Sê o primeiro a adicionar este livro aos favoritos!
Edição Húmus de 2010
Tradução e prefácio de João Barrento
Woyzeck é o mais (in)acabado exemplo de "drama aberto" da dramaturgia pré-moderna. Não se saberá nunca o que seria esta peça que não chegou a sê-lo, se Georg Büchner não tivesse morrido prematuramente, de tifo, aos vinte e três anos, no exílio suíço.
Poderia ter sido um libelo acusatório contra o feudalismo reinante nos territórios alemães em plena era liberal, ou então o testemunho dramático do mais negro "fatalismo da História", a que alude na carta à noiva de Março de 1834.
Os fragmentos dos quatro manuscritos de que dispomos poderiam ter evoluído para uma tragicomédia absurda da qual saltasse a imagem ampliada da grande opacidade, impenetrável, da natureza humana (como na farsa trágica Leôncio e Lena).

◆ **DADOS**

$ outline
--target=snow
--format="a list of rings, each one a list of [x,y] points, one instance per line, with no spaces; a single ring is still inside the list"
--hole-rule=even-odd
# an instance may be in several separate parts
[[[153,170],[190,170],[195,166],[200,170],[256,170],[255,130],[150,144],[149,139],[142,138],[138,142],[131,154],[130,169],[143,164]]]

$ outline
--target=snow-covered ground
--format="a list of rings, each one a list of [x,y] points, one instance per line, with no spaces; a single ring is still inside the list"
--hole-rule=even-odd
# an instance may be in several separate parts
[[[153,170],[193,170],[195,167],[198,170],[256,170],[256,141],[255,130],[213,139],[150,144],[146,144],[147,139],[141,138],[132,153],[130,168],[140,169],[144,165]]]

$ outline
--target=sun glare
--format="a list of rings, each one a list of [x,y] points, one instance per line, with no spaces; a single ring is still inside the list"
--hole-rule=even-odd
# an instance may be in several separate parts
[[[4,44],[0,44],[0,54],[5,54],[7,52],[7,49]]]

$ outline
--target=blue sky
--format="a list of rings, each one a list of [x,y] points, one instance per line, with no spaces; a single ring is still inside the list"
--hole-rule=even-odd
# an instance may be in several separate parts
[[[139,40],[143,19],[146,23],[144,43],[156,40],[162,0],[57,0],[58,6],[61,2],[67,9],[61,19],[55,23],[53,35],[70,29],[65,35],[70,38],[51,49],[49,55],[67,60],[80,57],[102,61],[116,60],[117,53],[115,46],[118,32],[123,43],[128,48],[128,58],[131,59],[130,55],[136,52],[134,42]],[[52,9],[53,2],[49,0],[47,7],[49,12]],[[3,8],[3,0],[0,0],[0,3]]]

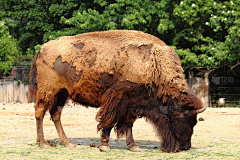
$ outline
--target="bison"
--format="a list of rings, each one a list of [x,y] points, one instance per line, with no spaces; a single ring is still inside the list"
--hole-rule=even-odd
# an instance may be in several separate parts
[[[96,119],[100,150],[109,150],[112,128],[125,135],[131,151],[139,151],[133,123],[152,122],[165,152],[191,147],[202,102],[189,92],[174,49],[140,31],[112,30],[64,36],[44,44],[30,71],[30,99],[35,99],[37,142],[49,147],[43,134],[48,110],[60,142],[75,146],[65,135],[61,111],[67,98],[100,107]]]

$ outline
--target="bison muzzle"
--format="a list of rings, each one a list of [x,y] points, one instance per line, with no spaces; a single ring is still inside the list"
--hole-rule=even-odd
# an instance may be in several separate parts
[[[144,117],[161,138],[161,150],[191,147],[196,116],[202,102],[189,92],[180,59],[160,39],[139,31],[113,30],[60,37],[43,45],[30,72],[30,99],[34,99],[37,142],[49,147],[43,134],[48,110],[60,142],[75,146],[65,135],[61,112],[67,98],[100,107],[96,120],[100,150],[109,150],[114,127],[126,135],[131,151],[139,151],[133,123]]]

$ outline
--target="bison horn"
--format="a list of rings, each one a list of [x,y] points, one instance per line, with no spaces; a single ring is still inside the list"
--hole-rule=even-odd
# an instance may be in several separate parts
[[[203,108],[200,108],[200,109],[198,109],[198,110],[194,110],[193,113],[196,113],[196,114],[202,113],[203,111],[206,110],[206,108],[207,108],[207,105],[205,105]]]

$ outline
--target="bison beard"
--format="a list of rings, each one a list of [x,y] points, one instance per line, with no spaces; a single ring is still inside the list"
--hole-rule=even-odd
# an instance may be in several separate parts
[[[37,142],[49,147],[43,134],[43,118],[49,110],[60,142],[75,146],[60,119],[70,97],[100,107],[96,119],[102,151],[110,149],[112,128],[117,137],[126,135],[131,151],[140,151],[132,126],[141,117],[154,124],[162,151],[187,150],[196,116],[206,108],[188,91],[182,72],[172,48],[138,31],[93,32],[50,41],[35,55],[30,72]]]

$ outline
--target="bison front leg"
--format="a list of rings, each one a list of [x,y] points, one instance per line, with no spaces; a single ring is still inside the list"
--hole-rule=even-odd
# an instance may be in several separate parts
[[[44,138],[43,134],[43,118],[46,113],[46,106],[43,103],[37,102],[35,104],[35,117],[36,117],[36,127],[37,127],[37,142],[41,148],[49,148],[49,144]]]
[[[64,130],[62,127],[62,123],[61,123],[61,112],[62,112],[62,108],[63,106],[57,106],[56,108],[53,108],[50,111],[51,117],[52,117],[52,121],[54,122],[54,125],[56,127],[56,130],[58,132],[58,136],[59,136],[59,140],[60,143],[64,143],[64,145],[66,147],[75,147],[76,145],[72,143],[72,141],[70,141]]]
[[[126,144],[129,146],[129,150],[132,152],[141,152],[141,149],[135,143],[132,134],[133,123],[127,124],[127,132],[126,132]]]
[[[101,144],[98,146],[100,151],[109,151],[109,139],[110,139],[110,133],[112,130],[113,126],[108,127],[108,128],[103,128],[101,130]]]

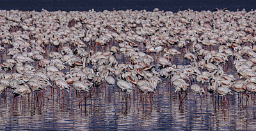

◆ **TAREFAS A REALIZAR**
1. Reescreva de forma mais breve o parágrafo do texto sobre Woyzeck que começa por "Woyzeck é o mais", mantendo os factos principais.
2. Transcreva do texto sobre Woyzeck o trecho que começa em "Poderia ter sido" e segue até "Leôncio e Lena).".

◆ **CONJUNTO DE RESPOSTAS**
1. Woyzeck é o exemplo mais (in)acabado de "drama aberto" da dramaturgia pré-moderna. Nunca se saberá o que teria sido, pois Georg Büchner morreu de tifo aos vinte e três anos, no exílio suíço.

2.
Poderia ter sido um libelo acusatório contra o feudalismo reinante nos territórios alemães em plena era liberal, ou então o testemunho dramático do mais negro "fatalismo da História", a que alude na carta à noiva de Março de 1834.
Os fragmentos dos quatro manuscritos de que dispomos poderiam ter evoluído para uma tragicomédia absurda da qual saltasse a imagem ampliada da grande opacidade, impenetrável, da natureza humana (como na farsa trágica Leôncio e Lena).